**REGISTROS FORNECIDOS:**
----------
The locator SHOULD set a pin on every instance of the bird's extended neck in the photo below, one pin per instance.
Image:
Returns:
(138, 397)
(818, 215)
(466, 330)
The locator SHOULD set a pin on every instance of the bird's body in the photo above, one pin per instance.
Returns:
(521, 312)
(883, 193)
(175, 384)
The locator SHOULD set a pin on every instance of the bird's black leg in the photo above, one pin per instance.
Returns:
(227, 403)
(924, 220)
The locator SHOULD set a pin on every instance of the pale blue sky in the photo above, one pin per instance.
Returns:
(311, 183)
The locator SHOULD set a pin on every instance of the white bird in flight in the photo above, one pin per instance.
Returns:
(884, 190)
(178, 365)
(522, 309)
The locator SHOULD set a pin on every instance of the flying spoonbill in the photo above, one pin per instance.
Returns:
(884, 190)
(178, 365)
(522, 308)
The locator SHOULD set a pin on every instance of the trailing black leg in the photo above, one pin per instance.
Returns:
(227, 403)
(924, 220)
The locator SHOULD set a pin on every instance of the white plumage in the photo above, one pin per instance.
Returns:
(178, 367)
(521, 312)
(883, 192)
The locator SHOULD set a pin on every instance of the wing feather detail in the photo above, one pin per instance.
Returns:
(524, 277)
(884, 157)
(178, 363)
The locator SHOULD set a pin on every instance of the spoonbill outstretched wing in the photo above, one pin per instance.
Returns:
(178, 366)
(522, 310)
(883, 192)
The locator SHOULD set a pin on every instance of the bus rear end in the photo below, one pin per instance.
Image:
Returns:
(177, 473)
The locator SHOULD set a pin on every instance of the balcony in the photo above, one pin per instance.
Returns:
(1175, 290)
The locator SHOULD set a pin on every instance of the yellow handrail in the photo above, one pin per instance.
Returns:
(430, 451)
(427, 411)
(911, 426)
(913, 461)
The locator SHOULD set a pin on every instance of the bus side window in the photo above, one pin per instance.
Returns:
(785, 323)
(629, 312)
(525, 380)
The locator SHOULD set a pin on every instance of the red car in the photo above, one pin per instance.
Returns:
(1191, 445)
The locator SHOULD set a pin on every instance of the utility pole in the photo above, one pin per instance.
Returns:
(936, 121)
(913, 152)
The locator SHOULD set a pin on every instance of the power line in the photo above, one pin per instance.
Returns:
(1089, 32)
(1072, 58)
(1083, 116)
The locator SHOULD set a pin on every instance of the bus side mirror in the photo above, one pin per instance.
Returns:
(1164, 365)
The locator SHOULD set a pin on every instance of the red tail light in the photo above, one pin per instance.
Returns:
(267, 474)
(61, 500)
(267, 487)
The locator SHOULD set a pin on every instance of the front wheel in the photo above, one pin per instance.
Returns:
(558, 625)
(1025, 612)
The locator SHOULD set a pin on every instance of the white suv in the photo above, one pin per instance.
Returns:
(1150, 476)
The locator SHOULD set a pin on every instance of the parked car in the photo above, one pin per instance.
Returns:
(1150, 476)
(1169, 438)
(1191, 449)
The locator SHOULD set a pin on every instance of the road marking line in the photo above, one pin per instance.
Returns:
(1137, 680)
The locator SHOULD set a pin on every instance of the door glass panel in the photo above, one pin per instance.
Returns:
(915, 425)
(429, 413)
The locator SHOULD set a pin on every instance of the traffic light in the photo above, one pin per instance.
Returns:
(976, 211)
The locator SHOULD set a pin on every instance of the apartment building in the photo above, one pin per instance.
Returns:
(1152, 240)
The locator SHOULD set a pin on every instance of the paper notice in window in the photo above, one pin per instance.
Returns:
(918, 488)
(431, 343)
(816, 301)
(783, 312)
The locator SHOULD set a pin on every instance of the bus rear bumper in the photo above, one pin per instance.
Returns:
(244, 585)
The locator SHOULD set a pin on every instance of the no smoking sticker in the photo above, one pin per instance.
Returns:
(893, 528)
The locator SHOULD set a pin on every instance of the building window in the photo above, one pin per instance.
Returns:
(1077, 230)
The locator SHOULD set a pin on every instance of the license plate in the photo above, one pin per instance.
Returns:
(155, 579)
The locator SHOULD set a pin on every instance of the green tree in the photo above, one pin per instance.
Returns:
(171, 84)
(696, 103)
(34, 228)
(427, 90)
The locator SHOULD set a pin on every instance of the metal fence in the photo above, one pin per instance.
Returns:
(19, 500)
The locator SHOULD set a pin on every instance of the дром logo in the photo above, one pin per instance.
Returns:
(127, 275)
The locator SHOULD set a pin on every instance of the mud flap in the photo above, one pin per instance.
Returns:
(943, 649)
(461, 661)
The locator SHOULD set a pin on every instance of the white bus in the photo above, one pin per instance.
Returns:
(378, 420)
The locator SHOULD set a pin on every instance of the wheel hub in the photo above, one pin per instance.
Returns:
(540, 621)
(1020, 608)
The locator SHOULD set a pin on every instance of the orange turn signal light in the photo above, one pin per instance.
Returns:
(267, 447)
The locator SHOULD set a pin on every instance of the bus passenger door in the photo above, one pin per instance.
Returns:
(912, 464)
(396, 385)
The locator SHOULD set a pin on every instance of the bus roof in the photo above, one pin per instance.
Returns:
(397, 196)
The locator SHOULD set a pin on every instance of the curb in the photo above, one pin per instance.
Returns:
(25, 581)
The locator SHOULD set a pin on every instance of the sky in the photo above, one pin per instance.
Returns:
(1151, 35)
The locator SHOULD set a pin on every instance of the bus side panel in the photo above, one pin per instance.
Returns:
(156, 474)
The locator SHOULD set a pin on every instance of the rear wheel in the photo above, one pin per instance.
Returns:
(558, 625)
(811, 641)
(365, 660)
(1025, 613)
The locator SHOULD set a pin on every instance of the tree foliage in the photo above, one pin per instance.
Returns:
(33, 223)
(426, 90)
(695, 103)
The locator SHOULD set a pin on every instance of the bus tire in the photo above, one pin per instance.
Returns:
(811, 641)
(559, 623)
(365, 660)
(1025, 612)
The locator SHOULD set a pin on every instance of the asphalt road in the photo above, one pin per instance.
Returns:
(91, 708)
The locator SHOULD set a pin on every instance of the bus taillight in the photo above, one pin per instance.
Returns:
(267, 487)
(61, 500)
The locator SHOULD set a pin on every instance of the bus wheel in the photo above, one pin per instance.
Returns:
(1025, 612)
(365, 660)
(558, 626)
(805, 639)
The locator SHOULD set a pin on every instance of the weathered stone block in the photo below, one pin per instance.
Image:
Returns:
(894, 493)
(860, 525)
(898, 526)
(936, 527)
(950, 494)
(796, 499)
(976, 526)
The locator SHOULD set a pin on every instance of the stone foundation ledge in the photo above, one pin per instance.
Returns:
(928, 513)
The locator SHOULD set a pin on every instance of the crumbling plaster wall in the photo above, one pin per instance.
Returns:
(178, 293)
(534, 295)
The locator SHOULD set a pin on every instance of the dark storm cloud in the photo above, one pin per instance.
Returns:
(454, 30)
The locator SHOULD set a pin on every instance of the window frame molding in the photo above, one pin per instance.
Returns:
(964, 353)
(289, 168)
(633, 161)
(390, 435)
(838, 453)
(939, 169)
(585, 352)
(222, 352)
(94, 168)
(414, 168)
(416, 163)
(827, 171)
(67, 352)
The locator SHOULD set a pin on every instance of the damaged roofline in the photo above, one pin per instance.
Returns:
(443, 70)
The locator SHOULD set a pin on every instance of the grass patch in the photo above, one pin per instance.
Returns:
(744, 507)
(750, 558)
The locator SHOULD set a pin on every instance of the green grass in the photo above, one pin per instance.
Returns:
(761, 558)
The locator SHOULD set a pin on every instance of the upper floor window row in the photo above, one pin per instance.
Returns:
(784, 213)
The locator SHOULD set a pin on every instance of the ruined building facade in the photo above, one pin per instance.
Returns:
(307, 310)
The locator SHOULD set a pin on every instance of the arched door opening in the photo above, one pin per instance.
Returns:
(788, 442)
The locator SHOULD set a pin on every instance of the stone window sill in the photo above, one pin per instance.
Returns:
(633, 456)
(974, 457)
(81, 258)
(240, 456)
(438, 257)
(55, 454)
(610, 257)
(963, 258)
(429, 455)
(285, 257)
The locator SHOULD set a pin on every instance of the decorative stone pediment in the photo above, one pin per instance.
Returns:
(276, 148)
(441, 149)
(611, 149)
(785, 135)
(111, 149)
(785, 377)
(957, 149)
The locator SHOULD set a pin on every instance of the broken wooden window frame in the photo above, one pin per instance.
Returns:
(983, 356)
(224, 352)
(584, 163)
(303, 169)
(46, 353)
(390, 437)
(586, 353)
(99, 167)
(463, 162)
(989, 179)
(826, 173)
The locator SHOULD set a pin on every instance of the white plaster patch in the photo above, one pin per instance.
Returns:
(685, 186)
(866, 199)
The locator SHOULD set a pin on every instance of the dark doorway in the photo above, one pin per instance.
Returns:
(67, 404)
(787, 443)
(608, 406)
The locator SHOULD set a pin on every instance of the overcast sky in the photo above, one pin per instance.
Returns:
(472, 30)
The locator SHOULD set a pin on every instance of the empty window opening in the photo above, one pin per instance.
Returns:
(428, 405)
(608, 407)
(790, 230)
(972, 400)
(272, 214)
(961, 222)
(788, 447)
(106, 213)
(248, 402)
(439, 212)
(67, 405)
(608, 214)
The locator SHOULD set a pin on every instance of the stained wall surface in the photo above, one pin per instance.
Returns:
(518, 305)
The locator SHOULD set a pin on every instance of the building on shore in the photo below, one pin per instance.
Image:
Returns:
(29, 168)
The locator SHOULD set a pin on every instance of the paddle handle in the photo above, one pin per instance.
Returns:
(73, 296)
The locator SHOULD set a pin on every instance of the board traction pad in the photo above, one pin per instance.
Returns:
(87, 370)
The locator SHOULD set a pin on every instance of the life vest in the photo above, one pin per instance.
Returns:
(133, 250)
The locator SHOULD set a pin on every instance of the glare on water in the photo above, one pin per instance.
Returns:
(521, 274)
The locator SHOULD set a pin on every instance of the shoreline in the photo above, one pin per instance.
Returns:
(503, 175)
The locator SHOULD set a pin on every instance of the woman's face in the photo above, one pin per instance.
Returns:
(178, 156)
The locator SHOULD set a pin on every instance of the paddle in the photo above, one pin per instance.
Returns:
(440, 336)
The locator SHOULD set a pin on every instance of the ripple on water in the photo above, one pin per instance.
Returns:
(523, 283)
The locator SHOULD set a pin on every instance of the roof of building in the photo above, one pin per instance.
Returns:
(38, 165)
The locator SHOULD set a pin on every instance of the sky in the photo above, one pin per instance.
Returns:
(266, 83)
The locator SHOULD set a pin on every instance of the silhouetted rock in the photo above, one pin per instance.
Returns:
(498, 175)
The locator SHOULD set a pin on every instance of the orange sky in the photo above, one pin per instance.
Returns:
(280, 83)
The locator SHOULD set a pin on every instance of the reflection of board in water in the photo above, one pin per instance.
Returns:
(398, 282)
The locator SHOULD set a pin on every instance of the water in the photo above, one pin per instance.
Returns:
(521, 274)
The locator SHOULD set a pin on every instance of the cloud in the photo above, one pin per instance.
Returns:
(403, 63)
----------
**DETALHES DO PROBLEMA:** Formate como uma lista JSON de strings, uma para cada linha e sem as linhas em branco, tudo o que vai da linha que contém "the white suv" até a linha que contém "(1191, 449)", ambas incluídas.

**RESPOSTA:**
[
  "The locator SHOULD set a pin on every instance of the white suv in the photo above, one pin per instance.",
  "Returns:",
  "(1150, 476)",
  "The locator SHOULD set a pin on every instance of the parked car in the photo above, one pin per instance.",
  "Returns:",
  "(1150, 476)",
  "(1169, 438)",
  "(1191, 449)"
]